▶ [Supplied information]:
--- Start ---

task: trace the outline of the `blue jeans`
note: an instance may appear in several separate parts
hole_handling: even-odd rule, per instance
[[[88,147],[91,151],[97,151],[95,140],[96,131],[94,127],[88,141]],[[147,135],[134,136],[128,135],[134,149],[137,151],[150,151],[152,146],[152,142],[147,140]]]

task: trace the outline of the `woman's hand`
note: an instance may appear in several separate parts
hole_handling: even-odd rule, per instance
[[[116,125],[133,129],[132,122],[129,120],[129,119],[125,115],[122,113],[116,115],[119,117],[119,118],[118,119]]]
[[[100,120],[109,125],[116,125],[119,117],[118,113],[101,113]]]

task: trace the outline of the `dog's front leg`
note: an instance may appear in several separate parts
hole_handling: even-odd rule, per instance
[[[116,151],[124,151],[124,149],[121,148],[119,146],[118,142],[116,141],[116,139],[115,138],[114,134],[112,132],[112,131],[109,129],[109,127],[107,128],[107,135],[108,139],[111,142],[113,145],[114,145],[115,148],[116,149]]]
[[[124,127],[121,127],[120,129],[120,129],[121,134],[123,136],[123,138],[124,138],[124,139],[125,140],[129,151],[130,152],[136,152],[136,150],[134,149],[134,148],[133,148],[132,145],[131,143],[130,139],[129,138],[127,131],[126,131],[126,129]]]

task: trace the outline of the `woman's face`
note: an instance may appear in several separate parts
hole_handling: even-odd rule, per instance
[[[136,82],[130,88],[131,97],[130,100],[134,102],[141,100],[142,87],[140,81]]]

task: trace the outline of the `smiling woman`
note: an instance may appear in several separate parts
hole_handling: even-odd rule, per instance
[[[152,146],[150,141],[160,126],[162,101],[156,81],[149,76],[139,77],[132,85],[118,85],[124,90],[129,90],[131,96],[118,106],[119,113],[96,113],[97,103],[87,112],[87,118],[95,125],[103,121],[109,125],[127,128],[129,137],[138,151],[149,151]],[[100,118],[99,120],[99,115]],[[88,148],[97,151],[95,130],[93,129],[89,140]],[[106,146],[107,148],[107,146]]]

--- End ---

▶ [Your goal]: Reproduce the records word for word, from the first line through the line containing "[[[100,120],[109,125],[116,125],[119,117],[118,113],[101,113]]]", including both of those lines.

▶ [Worked answer]:
task: trace the outline of the `blue jeans`
note: an instance may appear in several separate parts
hole_handling: even-odd rule, per instance
[[[88,147],[91,151],[97,151],[95,140],[96,131],[94,127],[88,141]],[[147,135],[134,136],[128,135],[134,149],[137,151],[150,151],[152,146],[152,142],[147,140]]]

task: trace the outline of the `woman's hand`
note: an instance may appear in several separate parts
hole_handling: even-odd rule, per instance
[[[116,125],[133,129],[132,122],[129,120],[129,119],[125,115],[122,113],[116,115],[119,117],[119,118],[118,119]]]
[[[100,120],[109,125],[116,125],[119,117],[118,113],[101,113]]]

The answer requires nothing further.